Open post

Audiência Pública debate colapso do Sistema Socioeducativo: “Tudo acontece com o aval da Justiça, do Executivo e do Legislativo”, afirma juíza

Foto 1

Na tarde desta terça, 17 de março, uma Audiência Pública na Assembleia Legislativa com a participação de representantes do Executivo, Legislativo, Judiciário e da sociedade civil debateu o contexto caótico do Sistema Socioeducativo do Ceará e as violações de direitos humanos de adolescentes privados de liberdade dentro das Unidades de Internação.

O Fórum Permanente das ONGs de Defesa dos Direitos da Criança e do Adolescente do Ceará (Fórum DCA), foi representado pelo advogado Rafael Barreto que apresentou o levantamento feito pelas organizações: 65 denúncias de tortura desde agosto de 2014. Exibindo fotos de adolescentes feridos (por balas de borracha, estilhaços, espancamentos), Barreto ressaltou que além das formas de tortura física, a ausência de colchões, lençóis, calções, água potável, material de higiene e manutenção de condições de insalubridade nos dormitórios compõe o tratamento considerado cruel, desumano e degradante aos adolescentes.

> Dados de segmentação de regiões

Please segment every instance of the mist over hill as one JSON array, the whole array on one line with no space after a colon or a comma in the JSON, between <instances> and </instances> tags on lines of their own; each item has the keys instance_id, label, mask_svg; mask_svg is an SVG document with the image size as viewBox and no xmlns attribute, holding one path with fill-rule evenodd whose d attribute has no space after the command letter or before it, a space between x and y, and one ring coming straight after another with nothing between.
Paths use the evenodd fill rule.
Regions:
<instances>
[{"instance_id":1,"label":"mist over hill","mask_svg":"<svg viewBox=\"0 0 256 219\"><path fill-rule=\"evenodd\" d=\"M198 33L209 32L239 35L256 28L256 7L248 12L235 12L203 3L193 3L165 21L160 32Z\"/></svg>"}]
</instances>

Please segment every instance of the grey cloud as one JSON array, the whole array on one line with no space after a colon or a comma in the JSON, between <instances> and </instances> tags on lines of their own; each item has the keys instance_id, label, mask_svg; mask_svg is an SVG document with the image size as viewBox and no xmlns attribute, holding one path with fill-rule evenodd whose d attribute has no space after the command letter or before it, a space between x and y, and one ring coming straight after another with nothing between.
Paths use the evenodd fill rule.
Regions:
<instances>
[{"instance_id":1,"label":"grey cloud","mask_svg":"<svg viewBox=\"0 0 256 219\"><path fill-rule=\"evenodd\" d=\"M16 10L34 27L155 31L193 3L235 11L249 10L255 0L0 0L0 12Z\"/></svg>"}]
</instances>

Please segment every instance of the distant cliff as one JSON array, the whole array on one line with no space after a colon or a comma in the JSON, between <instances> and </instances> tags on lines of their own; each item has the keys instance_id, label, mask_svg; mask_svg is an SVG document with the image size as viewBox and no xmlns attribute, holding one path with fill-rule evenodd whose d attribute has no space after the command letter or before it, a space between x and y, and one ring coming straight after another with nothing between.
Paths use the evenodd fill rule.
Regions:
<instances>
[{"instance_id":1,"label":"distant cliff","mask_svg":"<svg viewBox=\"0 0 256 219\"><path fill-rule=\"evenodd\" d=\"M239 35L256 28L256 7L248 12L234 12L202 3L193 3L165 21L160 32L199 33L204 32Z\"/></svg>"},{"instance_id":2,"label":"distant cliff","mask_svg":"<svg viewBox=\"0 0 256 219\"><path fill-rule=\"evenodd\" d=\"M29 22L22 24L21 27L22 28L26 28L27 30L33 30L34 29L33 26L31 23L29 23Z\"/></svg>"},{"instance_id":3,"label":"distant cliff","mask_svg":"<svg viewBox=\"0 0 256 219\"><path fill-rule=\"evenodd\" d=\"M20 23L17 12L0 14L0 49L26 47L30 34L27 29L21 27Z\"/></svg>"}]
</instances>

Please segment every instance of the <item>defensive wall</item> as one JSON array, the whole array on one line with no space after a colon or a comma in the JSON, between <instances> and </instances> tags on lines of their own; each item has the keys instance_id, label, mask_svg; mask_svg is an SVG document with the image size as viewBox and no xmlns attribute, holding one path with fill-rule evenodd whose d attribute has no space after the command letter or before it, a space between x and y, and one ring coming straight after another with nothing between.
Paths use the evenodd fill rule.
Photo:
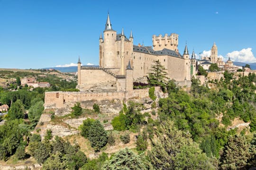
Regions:
<instances>
[{"instance_id":1,"label":"defensive wall","mask_svg":"<svg viewBox=\"0 0 256 170\"><path fill-rule=\"evenodd\" d=\"M132 98L148 97L148 88L135 89L131 92L46 92L45 97L45 109L60 109L73 107L76 102L94 101L100 102L103 100L127 101ZM155 93L159 93L160 89L155 87ZM93 105L94 103L91 103Z\"/></svg>"}]
</instances>

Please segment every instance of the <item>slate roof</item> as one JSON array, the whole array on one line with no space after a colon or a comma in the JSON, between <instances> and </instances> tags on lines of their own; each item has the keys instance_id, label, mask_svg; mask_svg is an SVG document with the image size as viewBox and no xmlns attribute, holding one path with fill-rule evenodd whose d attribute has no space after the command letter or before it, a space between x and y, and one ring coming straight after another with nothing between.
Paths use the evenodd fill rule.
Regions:
<instances>
[{"instance_id":1,"label":"slate roof","mask_svg":"<svg viewBox=\"0 0 256 170\"><path fill-rule=\"evenodd\" d=\"M154 55L168 55L183 58L183 56L181 54L173 50L164 49L161 51L155 51L151 46L139 47L137 45L133 45L133 51L143 52Z\"/></svg>"},{"instance_id":2,"label":"slate roof","mask_svg":"<svg viewBox=\"0 0 256 170\"><path fill-rule=\"evenodd\" d=\"M205 61L205 62L204 62L200 64L212 64L212 63L211 62L210 62L209 61Z\"/></svg>"},{"instance_id":3,"label":"slate roof","mask_svg":"<svg viewBox=\"0 0 256 170\"><path fill-rule=\"evenodd\" d=\"M121 34L117 34L117 41L121 41L121 35L122 35ZM128 38L126 38L126 36L125 35L125 41L130 41Z\"/></svg>"}]
</instances>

> Desafios
A. Reescreva em forma de lista o parágrafo da matéria sobre a audiência pública que começa com "O Fórum Permanente das ONGs", mantendo seus fatos principais.
B. Segundo a matéria sobre a audiência pública, quantas denúncias de tortura o levantamento das organizações registrou desde agosto de 2014?
C. Estenda a matéria sobre a audiência pública, começando logo após a última frase apresentada.

> As respostas
A.
- O Fórum Permanente das ONGs de Defesa dos Direitos da Criança e do Adolescente do Ceará (Fórum DCA) foi representado pelo advogado Rafael Barreto.
- Barreto apresentou o levantamento das organizações: 65 denúncias de tortura desde agosto de 2014.
- Ele exibiu fotos de adolescentes feridos por balas de borracha, estilhaços e espancamentos.
- Segundo ele, além da tortura física, também compõem o tratamento cruel, desumano e degradante:
  - a falta de colchões, lençóis, calções, água potável e material de higiene;
  - a manutenção de condições insalubres nos dormitórios.

B. 65 denúncias.

C.
“Os adolescentes internos estão sem colchões, sem lençóis, ou calções limpos. A coceira tomou conta dos internos. Essa realidade não é de hoje, desde agosto de 2014 a situação só piora. O governo recebeu Representação do Fórum DCA em dezembro e em janeiro. Nada mudou, na verdade piorou. Até quando?”, questiona Barreto.

Foto 2

“Tudo acontece com o aval da Justiça, do Executivo e do Legislativo”, declarou a juíza Maria das Graças Quental, representante do Conselho Nacional de Justiça (CNJ) no Ceará. A situação das Unidades foi definida como estarrecedora pela juíza. Afirmando conhecer a realidade das Unidades, a juíza chegou a apontar o despreparo dos diretores que tem pavor de circular no interior das Unidades e até desconhecem o número exato de adolescentes apreendidos.

A Secretaria do Trabalho e Desenvolvimento Social (STDS), representada na Audiência pela secretária executiva Ana Cruz, reconheceu as torturas, no entanto afirmou que a gestão não se omite em relação às denúncias feitas, informando que cerca de 400 pessoas foram afastadas do Sistema por denúncias relacionadas à tortura.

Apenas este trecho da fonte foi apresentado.